> [Supplied passage]
+---+

# What sort of age/gender are the people you normally hang around with?



## mushr00m (May 23, 2011)

Please select option/s for you friends age/gender range.


----------



## gammagon (Aug 8, 2012)

The friend I have is three days younger than I am roud: It's pretty sweet.


----------



## mushr00m (May 23, 2011)

Most of my friends have always been older than me. And they have usually been male or tomboyish.


----------



## Nastorm (Jun 3, 2012)

Usually slightly older, and male.


----------



## Nekomata (May 26, 2012)

I don't really hang around anyone, buuut...

Offline - same age and male, most specifically my boyfriend, but anyone who decides to talk to me too.
Online - Occasionally same age but mostly male and people younger than me.

Never usually females in either situation.


----------



## NingenExp (Apr 4, 2011)

I selected from the same age, but it's slightly older. I'm the youngest of my friends. It has always been like this. With family it's different. I am more prone to hang around with younger people.


----------



## tanstaafl28 (Sep 10, 2012)

slightly younger, mixed.


----------



## dancingmoonbaby (Oct 4, 2012)

With friends past and present, I've found that they're either a few years older than me or younger


----------



## hulia (Sep 13, 2012)

+---+

A run of records
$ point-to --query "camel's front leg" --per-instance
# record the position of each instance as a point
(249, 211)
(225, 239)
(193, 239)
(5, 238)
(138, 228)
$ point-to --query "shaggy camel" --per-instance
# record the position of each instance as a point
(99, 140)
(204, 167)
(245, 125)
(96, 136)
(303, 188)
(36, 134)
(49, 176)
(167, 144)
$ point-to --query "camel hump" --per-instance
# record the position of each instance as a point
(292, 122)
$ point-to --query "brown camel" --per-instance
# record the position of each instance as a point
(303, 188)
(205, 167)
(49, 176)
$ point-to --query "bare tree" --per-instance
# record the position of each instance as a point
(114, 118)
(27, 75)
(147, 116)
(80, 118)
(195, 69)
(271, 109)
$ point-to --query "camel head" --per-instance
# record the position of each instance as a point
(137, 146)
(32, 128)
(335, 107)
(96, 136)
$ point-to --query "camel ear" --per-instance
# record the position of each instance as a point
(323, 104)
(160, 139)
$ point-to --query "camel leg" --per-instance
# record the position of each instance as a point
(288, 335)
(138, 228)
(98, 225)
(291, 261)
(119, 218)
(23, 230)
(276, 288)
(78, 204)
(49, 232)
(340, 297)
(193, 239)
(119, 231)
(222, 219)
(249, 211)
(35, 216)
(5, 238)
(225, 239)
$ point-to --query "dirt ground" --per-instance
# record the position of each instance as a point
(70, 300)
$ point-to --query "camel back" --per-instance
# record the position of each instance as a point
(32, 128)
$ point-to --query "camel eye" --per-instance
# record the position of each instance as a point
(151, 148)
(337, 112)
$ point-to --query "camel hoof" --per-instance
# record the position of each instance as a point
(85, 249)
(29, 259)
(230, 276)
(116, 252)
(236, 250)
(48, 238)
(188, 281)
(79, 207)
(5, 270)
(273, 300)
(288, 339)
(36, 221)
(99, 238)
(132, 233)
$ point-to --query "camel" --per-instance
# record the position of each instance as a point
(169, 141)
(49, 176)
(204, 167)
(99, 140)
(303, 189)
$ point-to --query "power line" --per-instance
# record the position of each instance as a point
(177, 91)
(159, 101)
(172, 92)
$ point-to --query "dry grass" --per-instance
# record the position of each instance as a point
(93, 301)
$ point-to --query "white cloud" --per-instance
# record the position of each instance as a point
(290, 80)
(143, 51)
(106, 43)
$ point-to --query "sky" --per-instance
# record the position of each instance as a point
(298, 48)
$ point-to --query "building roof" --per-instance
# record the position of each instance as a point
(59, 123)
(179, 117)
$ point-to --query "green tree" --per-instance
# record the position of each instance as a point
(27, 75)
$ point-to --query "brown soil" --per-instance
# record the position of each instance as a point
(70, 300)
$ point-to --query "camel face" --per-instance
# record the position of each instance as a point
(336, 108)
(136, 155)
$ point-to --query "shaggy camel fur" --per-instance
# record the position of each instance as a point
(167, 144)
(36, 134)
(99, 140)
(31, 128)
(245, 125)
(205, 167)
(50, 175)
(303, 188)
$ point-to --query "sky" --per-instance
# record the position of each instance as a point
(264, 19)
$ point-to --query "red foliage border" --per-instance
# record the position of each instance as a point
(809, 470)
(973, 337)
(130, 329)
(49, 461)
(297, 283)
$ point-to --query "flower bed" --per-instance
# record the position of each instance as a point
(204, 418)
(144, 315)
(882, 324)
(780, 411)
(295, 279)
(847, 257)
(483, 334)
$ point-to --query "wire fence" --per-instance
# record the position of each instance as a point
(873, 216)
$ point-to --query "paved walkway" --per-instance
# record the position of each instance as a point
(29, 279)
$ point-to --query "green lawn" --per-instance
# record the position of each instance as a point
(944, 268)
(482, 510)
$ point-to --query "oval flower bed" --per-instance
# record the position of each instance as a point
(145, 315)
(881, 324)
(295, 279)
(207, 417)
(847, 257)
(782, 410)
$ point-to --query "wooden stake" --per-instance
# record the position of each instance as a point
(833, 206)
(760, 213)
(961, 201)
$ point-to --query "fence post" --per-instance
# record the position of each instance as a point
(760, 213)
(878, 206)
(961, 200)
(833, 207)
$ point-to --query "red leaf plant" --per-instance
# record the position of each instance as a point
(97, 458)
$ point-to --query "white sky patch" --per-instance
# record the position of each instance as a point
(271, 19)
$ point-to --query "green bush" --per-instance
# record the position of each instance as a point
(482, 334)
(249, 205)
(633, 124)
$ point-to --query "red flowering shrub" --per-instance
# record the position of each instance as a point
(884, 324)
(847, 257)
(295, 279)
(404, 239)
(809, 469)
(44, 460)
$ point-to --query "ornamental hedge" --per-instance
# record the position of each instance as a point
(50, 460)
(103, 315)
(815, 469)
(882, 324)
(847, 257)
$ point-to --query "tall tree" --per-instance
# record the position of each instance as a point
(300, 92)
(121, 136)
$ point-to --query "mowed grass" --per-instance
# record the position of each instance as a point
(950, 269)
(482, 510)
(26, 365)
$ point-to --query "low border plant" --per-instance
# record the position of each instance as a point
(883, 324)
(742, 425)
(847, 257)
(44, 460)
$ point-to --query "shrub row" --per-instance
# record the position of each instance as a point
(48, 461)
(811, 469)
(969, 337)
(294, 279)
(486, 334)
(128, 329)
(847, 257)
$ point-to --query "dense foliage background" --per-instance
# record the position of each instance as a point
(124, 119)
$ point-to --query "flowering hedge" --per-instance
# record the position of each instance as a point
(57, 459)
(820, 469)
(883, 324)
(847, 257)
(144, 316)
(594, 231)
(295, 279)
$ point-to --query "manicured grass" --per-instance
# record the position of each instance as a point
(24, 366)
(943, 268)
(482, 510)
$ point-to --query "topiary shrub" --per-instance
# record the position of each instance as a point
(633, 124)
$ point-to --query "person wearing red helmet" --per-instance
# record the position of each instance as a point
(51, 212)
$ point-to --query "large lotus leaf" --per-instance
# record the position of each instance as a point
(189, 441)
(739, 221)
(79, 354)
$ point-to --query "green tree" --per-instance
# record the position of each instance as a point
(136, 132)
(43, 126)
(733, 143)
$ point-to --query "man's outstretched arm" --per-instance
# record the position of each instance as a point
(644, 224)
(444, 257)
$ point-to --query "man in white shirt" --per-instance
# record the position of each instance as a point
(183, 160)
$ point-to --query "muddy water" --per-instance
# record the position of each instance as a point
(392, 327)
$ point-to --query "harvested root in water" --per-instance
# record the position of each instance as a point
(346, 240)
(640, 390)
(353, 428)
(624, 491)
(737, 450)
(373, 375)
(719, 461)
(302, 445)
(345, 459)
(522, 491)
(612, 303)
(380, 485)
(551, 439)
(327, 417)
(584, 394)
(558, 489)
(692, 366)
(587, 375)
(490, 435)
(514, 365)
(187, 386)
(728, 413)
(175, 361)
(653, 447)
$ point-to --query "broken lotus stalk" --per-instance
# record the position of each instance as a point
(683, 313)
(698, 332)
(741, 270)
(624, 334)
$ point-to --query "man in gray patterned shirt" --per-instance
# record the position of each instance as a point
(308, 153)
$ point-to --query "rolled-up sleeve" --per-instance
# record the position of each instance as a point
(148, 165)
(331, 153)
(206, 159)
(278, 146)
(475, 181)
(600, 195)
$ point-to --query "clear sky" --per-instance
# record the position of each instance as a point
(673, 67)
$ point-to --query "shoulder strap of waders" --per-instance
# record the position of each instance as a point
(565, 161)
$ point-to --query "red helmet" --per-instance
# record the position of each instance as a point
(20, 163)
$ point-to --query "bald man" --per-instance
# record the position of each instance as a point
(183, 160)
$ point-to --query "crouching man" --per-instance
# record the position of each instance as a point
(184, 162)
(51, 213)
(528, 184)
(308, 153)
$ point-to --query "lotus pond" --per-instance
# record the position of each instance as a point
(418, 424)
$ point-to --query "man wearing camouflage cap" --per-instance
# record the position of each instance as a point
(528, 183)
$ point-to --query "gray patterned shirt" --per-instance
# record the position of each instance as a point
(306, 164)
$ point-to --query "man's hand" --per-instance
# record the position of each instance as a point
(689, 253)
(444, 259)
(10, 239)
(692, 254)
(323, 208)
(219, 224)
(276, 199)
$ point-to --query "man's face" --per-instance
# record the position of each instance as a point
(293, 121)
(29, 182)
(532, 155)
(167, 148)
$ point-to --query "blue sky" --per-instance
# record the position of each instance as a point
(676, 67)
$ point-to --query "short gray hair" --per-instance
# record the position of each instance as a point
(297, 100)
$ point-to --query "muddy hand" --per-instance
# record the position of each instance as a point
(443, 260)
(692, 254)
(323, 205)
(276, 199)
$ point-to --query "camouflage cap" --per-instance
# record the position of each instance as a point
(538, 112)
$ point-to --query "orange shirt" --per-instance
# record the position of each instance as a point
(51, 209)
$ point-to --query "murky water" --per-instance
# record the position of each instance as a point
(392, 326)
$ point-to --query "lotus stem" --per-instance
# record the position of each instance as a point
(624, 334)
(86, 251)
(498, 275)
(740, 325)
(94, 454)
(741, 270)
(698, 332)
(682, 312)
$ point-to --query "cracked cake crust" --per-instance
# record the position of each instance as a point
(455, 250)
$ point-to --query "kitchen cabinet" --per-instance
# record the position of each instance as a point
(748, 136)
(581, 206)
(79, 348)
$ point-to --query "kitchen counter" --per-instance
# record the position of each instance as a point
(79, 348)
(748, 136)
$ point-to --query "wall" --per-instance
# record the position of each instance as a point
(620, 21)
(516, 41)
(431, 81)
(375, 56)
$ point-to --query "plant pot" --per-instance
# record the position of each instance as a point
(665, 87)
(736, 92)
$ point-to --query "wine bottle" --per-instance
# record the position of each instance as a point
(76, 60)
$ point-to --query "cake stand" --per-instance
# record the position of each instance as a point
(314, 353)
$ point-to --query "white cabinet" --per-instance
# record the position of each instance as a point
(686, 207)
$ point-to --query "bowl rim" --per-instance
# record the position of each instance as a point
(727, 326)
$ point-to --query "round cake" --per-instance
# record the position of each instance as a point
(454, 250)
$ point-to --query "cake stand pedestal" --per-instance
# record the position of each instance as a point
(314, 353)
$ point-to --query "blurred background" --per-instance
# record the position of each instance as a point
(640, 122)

+---+

> [Requirements]
A: Count the lines of the entries that contain the string "leaf", and reply with the number alone.
B: Please carry on the forum thread about friends' ages and genders from the point where it stops.
The forum thread and the entries come from unrelated sources.

> [Task answers]
A: 2

B:
Usually older, with the majority of them being female.


----------



## Lilsnowy (Sep 9, 2009)

Usually I enjoy hanging out with older males because they have a calming influence on me. I have always been drawn to older male introverts, I think because I had a close relationship to my ISTP dad. But I also get along well with males and females who are close to my age.


----------



## Mind Swirl (Sep 7, 2011)

Most of my friends are older by a few months, or are a few years younger. I don't know why, but I get along easy with slightly younger people (within reason, if they are still within my generation, not kids). I'm also pretty young at heart, so that could be a factor. I found my brother's friends easier to get along with in comparison to guys my age. Mostly they were a lot more easygoing. 

Also, people my age are starting to get married at this point and they tend to have other responsibilities and rarely do things with friends. It's easier to be friends with other unmarried people who may be a bit younger.


----------



## Evey (Oct 9, 2012)

Most of my friends tend to be in their late 20s and early 30s, i'm 23. I have a couple of friends my age or in their mid 20s but mostly older.


----------



## themartyparade (Nov 7, 2010)

My friends have always been older than me. Not sure why, we just seem to be on the same level.


----------



## The Grand Vizer (Aug 25, 2012)

*male*

Male, ages 35-55


----------



## FlaviaGemina (May 3, 2012)

Friends: same age or older, female or male
people at work I currently enjoy talking to most: mostly older, female or male


----------



## staticmud (Jun 28, 2012)

My friends tend to be at least a few years older than I am and male.


----------



## Eddy Kat (Sep 10, 2012)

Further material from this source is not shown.